**SUPPLIED DATA**:
━━━━━━
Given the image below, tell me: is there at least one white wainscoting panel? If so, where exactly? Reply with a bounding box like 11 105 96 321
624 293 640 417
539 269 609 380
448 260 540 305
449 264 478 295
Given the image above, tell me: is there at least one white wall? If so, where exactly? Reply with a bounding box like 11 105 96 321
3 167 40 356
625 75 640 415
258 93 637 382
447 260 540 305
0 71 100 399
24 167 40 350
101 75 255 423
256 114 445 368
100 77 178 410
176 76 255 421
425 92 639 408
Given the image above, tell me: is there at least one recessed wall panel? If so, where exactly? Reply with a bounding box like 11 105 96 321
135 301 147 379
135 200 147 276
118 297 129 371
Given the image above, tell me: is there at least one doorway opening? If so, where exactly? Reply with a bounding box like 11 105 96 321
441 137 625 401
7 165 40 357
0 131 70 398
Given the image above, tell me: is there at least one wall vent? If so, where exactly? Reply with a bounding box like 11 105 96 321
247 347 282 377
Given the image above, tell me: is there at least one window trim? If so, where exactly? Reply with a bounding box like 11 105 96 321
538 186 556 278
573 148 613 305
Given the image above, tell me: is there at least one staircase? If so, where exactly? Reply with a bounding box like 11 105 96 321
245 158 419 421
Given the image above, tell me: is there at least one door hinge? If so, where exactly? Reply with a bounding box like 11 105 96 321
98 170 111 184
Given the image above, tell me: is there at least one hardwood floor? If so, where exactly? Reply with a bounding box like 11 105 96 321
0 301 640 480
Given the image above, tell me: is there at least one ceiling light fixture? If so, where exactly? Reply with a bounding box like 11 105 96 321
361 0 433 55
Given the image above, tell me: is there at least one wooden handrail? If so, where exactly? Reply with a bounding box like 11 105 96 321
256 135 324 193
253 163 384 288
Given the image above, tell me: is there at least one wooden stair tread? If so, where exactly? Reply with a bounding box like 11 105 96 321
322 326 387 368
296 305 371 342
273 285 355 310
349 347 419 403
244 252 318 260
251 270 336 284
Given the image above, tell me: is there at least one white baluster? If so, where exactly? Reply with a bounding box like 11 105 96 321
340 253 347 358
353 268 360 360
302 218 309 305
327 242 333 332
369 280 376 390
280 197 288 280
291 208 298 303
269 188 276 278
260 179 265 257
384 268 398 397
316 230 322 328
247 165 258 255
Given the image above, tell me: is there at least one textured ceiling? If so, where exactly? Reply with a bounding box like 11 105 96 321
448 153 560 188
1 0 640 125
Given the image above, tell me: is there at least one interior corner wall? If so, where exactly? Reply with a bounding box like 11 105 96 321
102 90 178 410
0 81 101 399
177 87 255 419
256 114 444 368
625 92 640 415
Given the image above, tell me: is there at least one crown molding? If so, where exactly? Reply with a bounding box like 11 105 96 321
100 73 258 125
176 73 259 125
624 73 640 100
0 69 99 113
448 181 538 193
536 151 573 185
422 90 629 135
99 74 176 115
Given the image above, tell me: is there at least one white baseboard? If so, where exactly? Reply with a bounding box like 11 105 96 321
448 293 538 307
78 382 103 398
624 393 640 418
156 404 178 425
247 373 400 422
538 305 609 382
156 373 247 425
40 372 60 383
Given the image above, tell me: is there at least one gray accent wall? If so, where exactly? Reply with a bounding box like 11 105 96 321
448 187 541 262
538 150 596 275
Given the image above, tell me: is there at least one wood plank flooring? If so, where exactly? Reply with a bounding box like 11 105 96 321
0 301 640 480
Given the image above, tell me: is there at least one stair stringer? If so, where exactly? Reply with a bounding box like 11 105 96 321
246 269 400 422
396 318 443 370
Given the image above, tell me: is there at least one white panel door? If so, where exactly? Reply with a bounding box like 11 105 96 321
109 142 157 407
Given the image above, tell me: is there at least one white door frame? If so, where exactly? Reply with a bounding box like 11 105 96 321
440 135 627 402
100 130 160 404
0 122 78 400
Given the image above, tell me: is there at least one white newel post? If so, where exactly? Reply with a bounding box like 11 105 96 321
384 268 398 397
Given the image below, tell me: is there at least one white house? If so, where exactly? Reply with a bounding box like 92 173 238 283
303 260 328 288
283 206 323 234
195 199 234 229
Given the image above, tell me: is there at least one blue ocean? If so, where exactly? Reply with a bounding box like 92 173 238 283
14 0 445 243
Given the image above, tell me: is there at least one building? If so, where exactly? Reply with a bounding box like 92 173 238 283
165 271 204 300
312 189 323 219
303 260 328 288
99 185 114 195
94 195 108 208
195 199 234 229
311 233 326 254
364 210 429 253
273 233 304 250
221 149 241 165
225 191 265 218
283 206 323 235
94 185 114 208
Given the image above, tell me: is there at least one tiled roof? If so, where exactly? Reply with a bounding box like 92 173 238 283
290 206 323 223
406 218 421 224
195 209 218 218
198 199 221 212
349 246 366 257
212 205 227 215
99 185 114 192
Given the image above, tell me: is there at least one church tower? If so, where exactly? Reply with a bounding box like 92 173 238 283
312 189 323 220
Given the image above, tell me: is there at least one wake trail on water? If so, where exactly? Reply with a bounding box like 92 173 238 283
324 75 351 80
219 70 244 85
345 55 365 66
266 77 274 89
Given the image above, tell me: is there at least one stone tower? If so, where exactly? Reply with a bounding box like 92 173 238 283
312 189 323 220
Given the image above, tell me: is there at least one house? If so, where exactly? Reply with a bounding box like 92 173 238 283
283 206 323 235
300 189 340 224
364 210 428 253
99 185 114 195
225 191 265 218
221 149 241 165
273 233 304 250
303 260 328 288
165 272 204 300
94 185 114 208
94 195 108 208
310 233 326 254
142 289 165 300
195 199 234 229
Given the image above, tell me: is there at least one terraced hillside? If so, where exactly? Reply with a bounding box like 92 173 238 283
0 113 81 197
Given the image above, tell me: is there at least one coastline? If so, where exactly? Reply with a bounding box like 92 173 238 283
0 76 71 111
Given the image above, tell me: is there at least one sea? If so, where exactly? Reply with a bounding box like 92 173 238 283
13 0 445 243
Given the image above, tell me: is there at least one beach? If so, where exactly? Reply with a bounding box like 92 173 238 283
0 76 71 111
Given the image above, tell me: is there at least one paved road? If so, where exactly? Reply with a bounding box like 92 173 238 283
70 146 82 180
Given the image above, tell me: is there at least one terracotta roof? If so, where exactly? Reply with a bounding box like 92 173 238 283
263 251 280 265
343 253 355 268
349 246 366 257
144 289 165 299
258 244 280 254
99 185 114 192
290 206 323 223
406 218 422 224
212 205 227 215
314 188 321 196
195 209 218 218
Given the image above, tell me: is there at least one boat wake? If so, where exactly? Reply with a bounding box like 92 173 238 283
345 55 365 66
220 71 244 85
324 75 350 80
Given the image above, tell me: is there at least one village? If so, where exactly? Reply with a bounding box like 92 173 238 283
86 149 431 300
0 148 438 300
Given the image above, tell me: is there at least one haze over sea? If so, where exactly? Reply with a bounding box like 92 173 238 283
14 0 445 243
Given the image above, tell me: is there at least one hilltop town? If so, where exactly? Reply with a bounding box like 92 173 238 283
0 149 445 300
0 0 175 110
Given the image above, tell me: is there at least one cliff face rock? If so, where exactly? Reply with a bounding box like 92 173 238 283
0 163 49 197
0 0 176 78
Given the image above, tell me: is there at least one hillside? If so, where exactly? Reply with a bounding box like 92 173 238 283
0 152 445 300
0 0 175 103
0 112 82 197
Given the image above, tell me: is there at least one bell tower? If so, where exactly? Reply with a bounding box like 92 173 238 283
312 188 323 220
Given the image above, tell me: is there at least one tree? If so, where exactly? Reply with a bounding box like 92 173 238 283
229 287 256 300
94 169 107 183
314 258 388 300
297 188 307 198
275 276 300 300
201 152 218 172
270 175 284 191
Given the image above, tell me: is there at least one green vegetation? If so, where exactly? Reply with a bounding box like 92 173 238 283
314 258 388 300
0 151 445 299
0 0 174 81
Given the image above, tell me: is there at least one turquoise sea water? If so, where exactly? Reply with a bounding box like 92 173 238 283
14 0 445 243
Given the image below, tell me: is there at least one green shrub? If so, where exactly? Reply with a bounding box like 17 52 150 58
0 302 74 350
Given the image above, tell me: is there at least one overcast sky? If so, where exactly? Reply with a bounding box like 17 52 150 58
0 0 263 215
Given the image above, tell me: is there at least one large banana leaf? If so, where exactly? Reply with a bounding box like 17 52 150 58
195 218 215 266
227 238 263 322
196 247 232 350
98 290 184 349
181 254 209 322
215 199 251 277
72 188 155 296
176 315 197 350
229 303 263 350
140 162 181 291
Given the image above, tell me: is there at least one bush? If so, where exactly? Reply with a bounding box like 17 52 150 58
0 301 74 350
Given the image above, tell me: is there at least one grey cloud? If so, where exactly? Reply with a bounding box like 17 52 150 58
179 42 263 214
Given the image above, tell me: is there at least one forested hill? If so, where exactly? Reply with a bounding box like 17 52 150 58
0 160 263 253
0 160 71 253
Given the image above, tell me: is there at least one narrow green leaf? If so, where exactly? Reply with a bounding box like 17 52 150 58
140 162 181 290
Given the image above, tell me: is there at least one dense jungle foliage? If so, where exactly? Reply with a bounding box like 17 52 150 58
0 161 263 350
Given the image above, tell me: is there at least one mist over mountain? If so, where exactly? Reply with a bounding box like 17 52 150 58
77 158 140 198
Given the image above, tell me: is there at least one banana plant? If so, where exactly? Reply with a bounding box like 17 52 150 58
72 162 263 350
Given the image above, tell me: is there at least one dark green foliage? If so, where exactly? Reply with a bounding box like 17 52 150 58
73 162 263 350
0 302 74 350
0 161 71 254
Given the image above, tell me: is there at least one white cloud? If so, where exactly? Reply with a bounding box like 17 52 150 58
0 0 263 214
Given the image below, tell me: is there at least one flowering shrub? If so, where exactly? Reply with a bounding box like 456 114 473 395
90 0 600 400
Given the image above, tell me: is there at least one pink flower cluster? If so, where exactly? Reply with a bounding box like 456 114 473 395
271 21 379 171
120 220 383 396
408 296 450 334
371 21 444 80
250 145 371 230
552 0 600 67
━━━━━━
Restate the items starting with the line containing "one white door" and going on through the line containing "0 113 81 197", replacing "blue ocean" with "blue sea" and leaving everything else as it is.

Given the image above, tell me: is there at least one white door frame? If so, where exactly? Reply with a bounding box like 11 105 96 321
440 135 627 402
100 130 160 404
0 122 78 400
Given the image above, tell me: is there at least one white newel post? If so, where exactly? Reply with a bounding box like 11 105 96 321
384 268 398 397
Given the image below, tell me: is there at least one white house? If so, where exactly? Reply with a bounding box like 92 173 238 283
303 260 328 288
283 206 323 234
195 199 234 229
Given the image above, tell me: is there at least one blue sea? If so, where exactly? Reply with a bounding box like 92 173 238 283
14 0 445 243
Given the image above, tell me: is there at least one building? If so, where exactly? Reply with a bounding box like 92 173 238 283
165 271 204 300
312 189 323 219
303 260 328 288
99 185 114 195
94 195 108 208
195 199 234 229
311 233 326 254
364 210 429 253
273 233 304 250
221 149 241 165
225 191 265 218
283 206 323 235
94 185 114 208
Given the image above, tell me: is there at least one tiled roof? If so, where exactly? Reply with a bounding box like 92 173 238 283
290 206 323 223
406 218 421 224
195 209 218 218
198 199 221 212
349 246 366 257
212 205 227 215
99 185 114 192
Given the image above, tell me: is there at least one church tower? If so, where exactly? Reply with a bounding box like 92 173 238 283
312 189 323 220
Given the image above, tell me: is there at least one wake trail on water? If so, where exactly? Reply with a bounding box like 92 173 238 283
324 75 351 80
219 70 244 85
345 55 365 66
266 77 274 89
Given the image above, tell me: is there at least one stone tower? If so, where exactly? Reply with a bounding box like 92 173 238 283
312 189 323 220
Given the image above, tell me: is there at least one house? If so, where exactly? Reply with a bounding box like 92 173 238 283
283 206 323 235
300 189 340 224
364 210 428 253
99 185 114 195
225 191 265 218
221 149 241 165
273 233 304 250
303 260 328 288
165 272 204 300
94 185 114 208
94 195 108 208
310 233 326 254
142 289 165 300
195 199 234 229
Given the image above, tell me: is there at least one terraced hillside? If so, where exactly? Reply with a bounding box like 92 173 238 283
0 113 81 197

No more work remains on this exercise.